┏━━
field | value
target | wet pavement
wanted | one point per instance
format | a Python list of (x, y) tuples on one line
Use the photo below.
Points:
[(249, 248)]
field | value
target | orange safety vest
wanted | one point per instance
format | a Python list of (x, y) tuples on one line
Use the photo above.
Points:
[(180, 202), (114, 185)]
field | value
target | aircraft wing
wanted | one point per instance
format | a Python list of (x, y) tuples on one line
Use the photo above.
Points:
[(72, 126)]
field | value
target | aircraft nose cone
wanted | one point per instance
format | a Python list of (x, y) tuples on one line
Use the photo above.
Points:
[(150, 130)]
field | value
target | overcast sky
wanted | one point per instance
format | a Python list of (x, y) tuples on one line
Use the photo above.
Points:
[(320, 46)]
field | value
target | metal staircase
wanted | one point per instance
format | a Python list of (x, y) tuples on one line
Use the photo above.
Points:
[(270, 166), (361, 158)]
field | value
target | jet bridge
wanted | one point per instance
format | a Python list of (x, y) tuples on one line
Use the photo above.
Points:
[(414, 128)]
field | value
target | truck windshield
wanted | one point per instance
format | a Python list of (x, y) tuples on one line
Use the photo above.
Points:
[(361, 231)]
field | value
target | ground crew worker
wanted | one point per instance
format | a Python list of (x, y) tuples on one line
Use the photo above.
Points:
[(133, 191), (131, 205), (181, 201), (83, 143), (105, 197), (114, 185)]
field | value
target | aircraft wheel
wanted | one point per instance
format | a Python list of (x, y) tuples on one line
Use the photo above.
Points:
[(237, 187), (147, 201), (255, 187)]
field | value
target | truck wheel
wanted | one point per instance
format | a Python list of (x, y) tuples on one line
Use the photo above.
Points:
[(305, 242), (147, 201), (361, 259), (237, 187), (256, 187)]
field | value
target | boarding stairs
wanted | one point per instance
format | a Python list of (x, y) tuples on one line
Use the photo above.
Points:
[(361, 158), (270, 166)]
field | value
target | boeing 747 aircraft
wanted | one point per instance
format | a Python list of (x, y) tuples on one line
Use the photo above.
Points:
┗━━
┏━━
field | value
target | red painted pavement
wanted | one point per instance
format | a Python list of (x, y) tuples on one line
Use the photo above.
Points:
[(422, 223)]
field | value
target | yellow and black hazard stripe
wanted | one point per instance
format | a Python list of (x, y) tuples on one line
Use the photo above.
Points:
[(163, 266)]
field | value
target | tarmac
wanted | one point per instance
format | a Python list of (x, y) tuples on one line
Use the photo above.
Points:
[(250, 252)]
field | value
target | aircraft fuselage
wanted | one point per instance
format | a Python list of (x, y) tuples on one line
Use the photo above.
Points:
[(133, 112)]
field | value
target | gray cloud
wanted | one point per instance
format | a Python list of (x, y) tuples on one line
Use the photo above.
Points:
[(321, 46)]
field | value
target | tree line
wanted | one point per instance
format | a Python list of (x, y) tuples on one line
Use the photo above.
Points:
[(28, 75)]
┗━━
┏━━
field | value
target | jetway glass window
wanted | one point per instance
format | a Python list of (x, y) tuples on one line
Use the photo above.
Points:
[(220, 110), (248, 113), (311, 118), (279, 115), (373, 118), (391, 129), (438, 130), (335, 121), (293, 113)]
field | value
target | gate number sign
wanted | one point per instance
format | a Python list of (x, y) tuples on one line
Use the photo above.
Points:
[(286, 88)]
┗━━
Above are some records. Copy each of their lines that holds the string "wheel".

◆ **Expected output**:
target | aircraft wheel
target | truck wheel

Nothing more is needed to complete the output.